[Location annotation dataset excerpts]

━━━━━━━━━━━━━━━━━━━━

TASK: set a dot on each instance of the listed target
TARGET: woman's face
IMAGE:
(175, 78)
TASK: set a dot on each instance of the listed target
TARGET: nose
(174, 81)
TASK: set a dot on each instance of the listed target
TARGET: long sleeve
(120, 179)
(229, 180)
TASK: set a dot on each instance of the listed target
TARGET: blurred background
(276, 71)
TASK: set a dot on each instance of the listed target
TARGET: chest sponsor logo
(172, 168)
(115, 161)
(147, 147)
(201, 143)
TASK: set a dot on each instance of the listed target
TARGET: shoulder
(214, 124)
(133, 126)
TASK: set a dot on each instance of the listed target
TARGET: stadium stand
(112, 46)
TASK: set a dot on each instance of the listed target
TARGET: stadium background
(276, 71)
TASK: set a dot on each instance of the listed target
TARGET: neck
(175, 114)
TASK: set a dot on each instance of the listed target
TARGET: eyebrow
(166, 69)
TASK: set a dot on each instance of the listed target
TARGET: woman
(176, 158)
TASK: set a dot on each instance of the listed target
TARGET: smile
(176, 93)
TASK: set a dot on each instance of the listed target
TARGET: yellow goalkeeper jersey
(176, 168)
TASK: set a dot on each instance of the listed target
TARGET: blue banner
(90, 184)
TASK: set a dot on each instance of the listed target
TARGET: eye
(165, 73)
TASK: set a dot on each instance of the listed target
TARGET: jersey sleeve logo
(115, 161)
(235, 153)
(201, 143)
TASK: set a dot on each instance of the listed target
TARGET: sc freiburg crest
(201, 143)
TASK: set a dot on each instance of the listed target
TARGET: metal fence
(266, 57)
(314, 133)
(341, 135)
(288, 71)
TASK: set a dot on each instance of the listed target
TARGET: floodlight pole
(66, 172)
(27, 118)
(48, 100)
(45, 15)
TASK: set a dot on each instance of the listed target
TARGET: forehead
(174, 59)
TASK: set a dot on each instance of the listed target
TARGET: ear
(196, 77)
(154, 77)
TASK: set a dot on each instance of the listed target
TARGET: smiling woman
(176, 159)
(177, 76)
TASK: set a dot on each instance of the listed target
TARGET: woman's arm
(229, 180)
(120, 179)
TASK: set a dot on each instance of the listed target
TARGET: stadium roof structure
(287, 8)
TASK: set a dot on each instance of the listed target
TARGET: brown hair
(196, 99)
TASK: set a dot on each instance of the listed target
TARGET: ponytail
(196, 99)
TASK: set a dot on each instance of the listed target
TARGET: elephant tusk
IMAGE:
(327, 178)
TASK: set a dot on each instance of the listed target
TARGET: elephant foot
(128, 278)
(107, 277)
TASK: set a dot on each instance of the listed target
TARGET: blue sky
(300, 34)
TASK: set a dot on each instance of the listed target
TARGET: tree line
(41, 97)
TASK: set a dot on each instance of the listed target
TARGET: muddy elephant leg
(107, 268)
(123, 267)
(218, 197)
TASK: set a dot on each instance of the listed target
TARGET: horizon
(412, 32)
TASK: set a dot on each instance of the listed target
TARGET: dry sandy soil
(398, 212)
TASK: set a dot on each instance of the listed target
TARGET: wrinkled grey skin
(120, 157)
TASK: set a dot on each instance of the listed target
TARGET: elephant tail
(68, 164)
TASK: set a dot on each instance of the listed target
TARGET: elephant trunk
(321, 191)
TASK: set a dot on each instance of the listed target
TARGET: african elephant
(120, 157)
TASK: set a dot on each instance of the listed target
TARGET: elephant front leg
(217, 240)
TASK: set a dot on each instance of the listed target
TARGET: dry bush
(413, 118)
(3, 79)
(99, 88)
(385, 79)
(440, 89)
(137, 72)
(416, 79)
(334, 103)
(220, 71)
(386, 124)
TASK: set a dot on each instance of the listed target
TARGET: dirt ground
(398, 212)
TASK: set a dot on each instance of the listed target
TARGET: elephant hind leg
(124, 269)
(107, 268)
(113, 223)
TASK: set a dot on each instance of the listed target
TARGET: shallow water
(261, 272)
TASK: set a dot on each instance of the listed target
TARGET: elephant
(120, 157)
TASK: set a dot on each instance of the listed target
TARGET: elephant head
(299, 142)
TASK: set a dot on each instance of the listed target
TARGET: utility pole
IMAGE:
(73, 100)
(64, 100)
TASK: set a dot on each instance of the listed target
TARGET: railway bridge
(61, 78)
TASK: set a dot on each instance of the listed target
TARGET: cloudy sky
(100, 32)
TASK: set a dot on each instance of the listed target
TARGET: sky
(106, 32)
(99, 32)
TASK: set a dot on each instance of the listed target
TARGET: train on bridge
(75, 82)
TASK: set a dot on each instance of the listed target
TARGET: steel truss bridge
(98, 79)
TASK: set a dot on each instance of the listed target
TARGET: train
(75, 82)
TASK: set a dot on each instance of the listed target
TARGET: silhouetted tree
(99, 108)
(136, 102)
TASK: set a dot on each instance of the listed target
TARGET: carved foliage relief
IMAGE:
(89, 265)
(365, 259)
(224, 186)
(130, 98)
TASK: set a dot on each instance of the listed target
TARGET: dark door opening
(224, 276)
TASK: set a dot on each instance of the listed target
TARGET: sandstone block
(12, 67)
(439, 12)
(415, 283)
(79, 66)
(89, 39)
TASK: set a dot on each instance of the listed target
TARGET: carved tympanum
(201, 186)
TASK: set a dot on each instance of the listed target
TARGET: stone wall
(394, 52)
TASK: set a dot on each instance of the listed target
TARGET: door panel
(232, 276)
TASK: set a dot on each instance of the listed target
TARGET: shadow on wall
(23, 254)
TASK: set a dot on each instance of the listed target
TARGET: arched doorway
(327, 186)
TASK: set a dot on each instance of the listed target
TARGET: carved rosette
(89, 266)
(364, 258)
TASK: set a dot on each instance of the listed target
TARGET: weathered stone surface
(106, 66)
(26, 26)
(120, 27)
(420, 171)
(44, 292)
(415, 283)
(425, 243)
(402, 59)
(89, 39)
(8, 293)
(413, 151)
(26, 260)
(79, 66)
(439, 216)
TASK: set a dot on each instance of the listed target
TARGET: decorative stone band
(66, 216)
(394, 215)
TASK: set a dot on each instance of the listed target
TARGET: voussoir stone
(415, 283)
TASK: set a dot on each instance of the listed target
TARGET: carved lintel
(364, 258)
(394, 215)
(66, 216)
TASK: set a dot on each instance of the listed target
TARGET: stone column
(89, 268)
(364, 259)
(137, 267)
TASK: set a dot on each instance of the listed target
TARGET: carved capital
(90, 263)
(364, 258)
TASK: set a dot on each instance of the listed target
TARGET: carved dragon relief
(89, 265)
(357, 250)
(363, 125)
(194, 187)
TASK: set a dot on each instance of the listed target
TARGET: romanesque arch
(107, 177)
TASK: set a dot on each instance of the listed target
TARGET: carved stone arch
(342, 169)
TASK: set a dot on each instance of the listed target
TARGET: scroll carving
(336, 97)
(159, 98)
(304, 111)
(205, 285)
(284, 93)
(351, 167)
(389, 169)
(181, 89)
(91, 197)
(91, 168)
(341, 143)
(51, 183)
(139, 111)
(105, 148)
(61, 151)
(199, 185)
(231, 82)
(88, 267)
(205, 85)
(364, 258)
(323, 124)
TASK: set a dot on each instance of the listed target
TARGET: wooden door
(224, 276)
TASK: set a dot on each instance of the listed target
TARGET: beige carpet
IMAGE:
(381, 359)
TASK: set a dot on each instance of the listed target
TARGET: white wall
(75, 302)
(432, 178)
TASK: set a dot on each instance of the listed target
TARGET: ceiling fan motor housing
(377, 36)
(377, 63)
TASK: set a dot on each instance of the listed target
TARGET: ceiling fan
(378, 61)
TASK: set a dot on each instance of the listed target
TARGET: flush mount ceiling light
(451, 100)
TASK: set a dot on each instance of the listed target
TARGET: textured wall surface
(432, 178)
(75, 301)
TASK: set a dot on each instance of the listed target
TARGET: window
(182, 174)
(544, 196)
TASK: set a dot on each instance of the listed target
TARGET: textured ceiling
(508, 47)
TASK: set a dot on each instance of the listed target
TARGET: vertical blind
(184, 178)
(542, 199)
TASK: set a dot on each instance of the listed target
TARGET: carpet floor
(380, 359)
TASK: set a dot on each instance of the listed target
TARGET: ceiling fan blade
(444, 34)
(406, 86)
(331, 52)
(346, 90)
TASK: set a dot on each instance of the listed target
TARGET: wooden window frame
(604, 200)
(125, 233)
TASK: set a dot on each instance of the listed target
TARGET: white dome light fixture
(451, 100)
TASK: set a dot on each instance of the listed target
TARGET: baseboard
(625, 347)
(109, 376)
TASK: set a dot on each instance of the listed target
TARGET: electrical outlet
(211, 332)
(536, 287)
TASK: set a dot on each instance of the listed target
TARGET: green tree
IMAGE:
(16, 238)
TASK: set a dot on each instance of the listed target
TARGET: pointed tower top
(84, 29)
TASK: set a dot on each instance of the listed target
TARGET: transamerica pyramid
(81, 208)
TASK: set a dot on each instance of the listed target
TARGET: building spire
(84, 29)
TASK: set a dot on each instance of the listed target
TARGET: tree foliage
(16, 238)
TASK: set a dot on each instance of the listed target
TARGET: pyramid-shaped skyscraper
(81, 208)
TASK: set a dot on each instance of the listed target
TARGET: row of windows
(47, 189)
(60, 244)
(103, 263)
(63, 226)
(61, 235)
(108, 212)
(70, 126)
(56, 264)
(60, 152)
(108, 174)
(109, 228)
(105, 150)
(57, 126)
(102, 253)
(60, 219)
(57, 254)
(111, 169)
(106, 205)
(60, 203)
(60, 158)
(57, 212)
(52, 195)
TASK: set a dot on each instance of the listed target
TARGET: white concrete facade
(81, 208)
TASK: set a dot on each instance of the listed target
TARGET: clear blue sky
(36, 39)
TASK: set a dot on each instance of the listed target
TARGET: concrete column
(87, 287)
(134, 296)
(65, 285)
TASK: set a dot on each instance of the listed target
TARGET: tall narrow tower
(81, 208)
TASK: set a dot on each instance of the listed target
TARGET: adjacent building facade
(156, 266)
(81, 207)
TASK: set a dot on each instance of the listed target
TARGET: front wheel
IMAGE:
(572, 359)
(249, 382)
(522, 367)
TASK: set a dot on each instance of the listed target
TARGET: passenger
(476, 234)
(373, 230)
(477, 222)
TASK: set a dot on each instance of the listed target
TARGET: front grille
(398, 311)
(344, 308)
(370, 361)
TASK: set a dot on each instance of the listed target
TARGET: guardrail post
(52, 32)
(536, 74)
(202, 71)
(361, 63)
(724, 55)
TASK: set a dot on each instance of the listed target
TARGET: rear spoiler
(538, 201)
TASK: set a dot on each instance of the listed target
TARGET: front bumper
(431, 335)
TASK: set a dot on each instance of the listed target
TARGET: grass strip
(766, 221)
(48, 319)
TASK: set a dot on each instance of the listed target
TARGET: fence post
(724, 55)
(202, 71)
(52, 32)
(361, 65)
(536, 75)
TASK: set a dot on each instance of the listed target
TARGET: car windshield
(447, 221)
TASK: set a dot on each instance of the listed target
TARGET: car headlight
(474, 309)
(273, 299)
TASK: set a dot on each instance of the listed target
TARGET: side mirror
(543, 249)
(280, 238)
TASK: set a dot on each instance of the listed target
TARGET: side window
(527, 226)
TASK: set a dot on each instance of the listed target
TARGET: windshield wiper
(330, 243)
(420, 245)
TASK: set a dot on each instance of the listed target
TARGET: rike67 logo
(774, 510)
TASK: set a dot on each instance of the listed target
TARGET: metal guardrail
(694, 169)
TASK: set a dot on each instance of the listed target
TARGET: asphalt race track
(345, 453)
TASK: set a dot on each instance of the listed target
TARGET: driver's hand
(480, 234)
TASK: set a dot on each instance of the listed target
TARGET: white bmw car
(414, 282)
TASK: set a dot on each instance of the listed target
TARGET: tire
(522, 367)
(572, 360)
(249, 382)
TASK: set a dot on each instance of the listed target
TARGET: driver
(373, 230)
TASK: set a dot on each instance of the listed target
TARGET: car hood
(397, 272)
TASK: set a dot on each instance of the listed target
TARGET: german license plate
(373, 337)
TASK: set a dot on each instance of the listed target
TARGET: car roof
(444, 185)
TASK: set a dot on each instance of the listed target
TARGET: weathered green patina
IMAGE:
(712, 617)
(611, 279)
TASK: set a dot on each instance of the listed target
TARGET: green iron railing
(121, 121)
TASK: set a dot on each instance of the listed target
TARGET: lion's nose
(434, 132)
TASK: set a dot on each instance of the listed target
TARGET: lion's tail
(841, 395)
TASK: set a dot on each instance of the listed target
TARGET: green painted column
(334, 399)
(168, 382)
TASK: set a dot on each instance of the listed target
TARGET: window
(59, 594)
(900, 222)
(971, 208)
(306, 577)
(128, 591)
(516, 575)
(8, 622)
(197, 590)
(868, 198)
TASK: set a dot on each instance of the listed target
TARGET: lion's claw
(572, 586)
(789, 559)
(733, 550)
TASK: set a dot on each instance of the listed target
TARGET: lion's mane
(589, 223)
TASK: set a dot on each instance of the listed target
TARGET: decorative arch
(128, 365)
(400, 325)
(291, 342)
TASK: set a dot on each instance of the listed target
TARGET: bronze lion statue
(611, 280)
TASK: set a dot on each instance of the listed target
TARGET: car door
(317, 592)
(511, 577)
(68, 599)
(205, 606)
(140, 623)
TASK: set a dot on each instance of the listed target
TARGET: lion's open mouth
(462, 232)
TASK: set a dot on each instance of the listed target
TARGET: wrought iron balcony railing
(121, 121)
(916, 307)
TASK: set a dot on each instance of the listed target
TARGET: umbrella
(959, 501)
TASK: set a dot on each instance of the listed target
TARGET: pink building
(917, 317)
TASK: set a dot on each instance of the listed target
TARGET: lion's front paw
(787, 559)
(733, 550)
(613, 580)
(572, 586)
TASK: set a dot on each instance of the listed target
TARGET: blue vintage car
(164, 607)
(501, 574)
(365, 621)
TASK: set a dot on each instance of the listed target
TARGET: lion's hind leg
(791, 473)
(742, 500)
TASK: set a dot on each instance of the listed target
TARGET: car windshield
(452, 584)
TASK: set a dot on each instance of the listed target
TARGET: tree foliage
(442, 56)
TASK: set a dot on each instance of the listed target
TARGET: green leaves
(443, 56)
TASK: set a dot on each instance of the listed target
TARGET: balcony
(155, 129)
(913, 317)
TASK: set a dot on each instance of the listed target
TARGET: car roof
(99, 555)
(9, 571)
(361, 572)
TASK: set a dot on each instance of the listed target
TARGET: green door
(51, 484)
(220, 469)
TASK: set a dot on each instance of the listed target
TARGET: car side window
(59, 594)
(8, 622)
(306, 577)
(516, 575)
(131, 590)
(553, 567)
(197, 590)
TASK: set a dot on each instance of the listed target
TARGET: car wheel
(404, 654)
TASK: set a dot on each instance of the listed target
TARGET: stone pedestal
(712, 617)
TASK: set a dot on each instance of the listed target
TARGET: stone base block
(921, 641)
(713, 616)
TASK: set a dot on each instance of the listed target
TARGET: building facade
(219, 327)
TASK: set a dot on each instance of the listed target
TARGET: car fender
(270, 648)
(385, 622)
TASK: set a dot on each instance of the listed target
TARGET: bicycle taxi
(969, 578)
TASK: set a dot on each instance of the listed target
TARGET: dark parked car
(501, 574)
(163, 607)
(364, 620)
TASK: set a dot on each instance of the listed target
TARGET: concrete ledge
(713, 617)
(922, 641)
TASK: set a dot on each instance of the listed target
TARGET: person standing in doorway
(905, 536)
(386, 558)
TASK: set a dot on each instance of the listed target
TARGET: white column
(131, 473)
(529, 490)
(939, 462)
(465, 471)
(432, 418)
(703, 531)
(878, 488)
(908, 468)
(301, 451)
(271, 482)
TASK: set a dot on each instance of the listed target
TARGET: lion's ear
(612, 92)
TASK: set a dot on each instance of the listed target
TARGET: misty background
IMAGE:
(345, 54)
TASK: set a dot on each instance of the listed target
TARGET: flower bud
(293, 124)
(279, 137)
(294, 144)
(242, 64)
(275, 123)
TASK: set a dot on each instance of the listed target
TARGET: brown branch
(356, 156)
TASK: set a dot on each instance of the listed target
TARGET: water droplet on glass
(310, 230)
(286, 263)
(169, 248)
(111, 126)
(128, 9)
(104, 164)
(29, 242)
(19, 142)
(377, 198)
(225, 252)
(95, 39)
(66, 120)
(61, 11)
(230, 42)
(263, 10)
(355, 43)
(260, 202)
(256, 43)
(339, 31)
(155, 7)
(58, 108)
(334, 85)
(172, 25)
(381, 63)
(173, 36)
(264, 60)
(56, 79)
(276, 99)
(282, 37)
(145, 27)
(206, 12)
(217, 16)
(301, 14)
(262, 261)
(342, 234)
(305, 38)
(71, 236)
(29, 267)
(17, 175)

━━━━━━━━━━━━━━━━━━━━

Count the lines of the data that contain the string "wooden", treating uppercase and lowercase as different, and give only the number.

● OUTPUT
2